Assignment: Output every record below precisely as it is written.

Dataset entries:
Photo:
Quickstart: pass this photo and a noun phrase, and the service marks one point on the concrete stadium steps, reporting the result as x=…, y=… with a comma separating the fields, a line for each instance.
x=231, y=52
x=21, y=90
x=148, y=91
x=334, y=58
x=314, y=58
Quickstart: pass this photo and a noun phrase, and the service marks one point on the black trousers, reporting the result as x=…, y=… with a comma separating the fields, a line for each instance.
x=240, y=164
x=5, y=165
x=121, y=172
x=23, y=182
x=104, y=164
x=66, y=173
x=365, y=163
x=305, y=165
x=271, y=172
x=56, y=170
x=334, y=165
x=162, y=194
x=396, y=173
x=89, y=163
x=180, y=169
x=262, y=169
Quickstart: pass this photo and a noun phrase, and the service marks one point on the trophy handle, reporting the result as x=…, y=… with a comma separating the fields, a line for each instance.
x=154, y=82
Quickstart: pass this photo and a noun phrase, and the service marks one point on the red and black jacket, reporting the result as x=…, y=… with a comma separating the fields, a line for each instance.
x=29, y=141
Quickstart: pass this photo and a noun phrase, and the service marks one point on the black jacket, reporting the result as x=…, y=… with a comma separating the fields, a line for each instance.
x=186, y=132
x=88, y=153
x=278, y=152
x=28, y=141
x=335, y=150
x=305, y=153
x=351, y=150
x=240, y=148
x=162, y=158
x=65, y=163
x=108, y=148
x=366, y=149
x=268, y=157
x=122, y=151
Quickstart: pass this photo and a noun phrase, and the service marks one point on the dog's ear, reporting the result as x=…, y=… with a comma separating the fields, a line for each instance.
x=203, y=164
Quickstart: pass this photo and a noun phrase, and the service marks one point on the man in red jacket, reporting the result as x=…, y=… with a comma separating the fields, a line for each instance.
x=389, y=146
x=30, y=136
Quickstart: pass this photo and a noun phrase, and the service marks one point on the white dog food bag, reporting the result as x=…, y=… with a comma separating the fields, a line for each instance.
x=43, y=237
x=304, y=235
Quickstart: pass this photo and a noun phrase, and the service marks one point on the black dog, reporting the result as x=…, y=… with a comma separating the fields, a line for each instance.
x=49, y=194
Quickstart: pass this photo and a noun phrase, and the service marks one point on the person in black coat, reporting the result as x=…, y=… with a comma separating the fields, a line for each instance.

Expected output:
Photo:
Quickstart: pass this photo and a noun phrase, and the service marks one point on the concrete stadium steps, reporting the result as x=…, y=… with a comma separating the fields, a line for each instance.
x=231, y=52
x=21, y=90
x=148, y=91
x=334, y=58
x=314, y=58
Quickstart: pass this photo and a noun phrase, and the service marks one point on the black trousers, reporting the result as x=…, y=… with a comma separating the fields, a line for each instance.
x=240, y=164
x=5, y=165
x=121, y=172
x=23, y=182
x=104, y=164
x=66, y=173
x=365, y=163
x=305, y=165
x=271, y=172
x=56, y=170
x=334, y=165
x=162, y=194
x=396, y=173
x=89, y=163
x=180, y=169
x=262, y=169
Quickstart: pass this photo and a noun phrase, and the service marks one point on the trophy handle, reporting the result as x=…, y=… with a comma separating the fields, a line for each instance.
x=154, y=82
Quickstart: pass this photo and a noun phrase, and the service marks one point on the red and black jacket, reporting the result as x=…, y=… with a comma separating the fields, a line for each instance.
x=29, y=141
Quickstart: pass this photo and a noun phrase, and the service marks one point on the black jacket, reporting the result as x=…, y=… with a comma separating the fields, a line for each instance.
x=186, y=132
x=88, y=153
x=278, y=152
x=28, y=141
x=335, y=150
x=305, y=153
x=351, y=150
x=240, y=148
x=162, y=158
x=65, y=163
x=108, y=148
x=366, y=149
x=268, y=157
x=122, y=151
Quickstart: pass this photo and a noun phrase, and the service marks one point on the dog's ear, reporting the result as x=…, y=… with a comma separating the fields, a line for each instance.
x=203, y=164
Quickstart: pass this photo and a noun phrase, and the service marks one point on the man in red jacket, reporting the result as x=…, y=… with a comma separating the fields, a line for each instance.
x=389, y=146
x=30, y=136
Quickstart: pass this photo and a noun phrase, and the service marks one point on the white dog food bag, reporting the result as x=…, y=… with a comma separating the fields, a line for each instance.
x=43, y=237
x=304, y=235
Quickstart: pass this photo and a noun phrase, and the service marks one point on the black dog, reporting the result as x=…, y=… with a comma separating the fields, a line for each instance.
x=49, y=194
Quickstart: pass this photo and a noun phrase, and the service marks one point on the person in black coat, reporting the result as x=…, y=… with a comma separating the fields, a line for each instance.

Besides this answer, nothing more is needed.